» **SET TASK**:
Copy the records word for word, from the line that contains "Check that every instance of the cn" through the end of the records.

» **DATA SECTION**:
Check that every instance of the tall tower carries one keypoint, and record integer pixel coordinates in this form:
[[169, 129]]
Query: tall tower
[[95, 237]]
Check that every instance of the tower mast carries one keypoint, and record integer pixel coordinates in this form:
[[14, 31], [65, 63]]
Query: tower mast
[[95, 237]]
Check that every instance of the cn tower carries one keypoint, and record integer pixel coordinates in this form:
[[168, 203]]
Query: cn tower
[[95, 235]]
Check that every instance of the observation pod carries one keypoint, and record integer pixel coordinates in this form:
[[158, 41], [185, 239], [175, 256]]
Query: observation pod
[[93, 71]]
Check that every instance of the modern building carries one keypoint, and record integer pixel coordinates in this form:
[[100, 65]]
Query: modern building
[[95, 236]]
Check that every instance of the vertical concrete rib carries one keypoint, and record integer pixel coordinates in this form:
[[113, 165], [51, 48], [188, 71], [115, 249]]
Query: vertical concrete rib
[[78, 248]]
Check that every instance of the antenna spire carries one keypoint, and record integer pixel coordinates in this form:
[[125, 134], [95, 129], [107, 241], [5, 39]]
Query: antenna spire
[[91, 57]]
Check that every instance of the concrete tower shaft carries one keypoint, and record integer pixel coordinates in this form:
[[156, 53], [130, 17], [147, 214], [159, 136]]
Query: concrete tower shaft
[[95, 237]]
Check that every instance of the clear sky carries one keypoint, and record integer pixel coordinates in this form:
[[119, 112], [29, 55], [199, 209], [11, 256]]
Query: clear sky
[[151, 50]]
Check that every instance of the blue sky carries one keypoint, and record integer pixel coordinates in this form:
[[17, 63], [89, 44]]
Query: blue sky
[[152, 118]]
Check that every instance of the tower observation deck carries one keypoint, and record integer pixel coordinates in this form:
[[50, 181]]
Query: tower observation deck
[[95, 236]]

» **SOLUTION BELOW**:
Check that every instance of the cn tower carries one keypoint, and record integer pixel coordinates in this form:
[[168, 203]]
Query: cn tower
[[95, 235]]
Check that every instance of the observation pod carries one keypoint, and record integer pixel coordinates in this form:
[[158, 41], [185, 239], [175, 256]]
Query: observation pod
[[93, 71]]
Check that every instance of the modern building carries one keypoint, and record integer pixel coordinates in this form:
[[100, 65]]
Query: modern building
[[95, 236]]
Check that every instance of the vertical concrete rib carries one keypoint, and record integer pixel coordinates in this form:
[[113, 165], [51, 48], [188, 71], [115, 249]]
Query: vertical concrete rib
[[78, 248]]
Check that every instance of the antenna spire carries one keypoint, and record integer pixel coordinates in this form:
[[125, 134], [95, 129], [107, 241], [5, 39]]
Query: antenna spire
[[91, 57]]
Check that every instance of the concrete tower shaft carries one keypoint, and record integer pixel coordinates in this form:
[[156, 53], [130, 17], [147, 214], [159, 136]]
Query: concrete tower shaft
[[95, 237]]
Check that every instance of the clear sky carries one keypoint, and record integer pixel coordinates in this form:
[[119, 112], [29, 55], [199, 209], [11, 256]]
Query: clear sky
[[151, 50]]
Check that every instance of the blue sky carries one keypoint, and record integer pixel coordinates in this form:
[[17, 63], [89, 44]]
Query: blue sky
[[152, 118]]
Check that every instance of the tower observation deck carries one keypoint, and record integer pixel coordinates in this form:
[[50, 181]]
Query: tower observation deck
[[95, 236]]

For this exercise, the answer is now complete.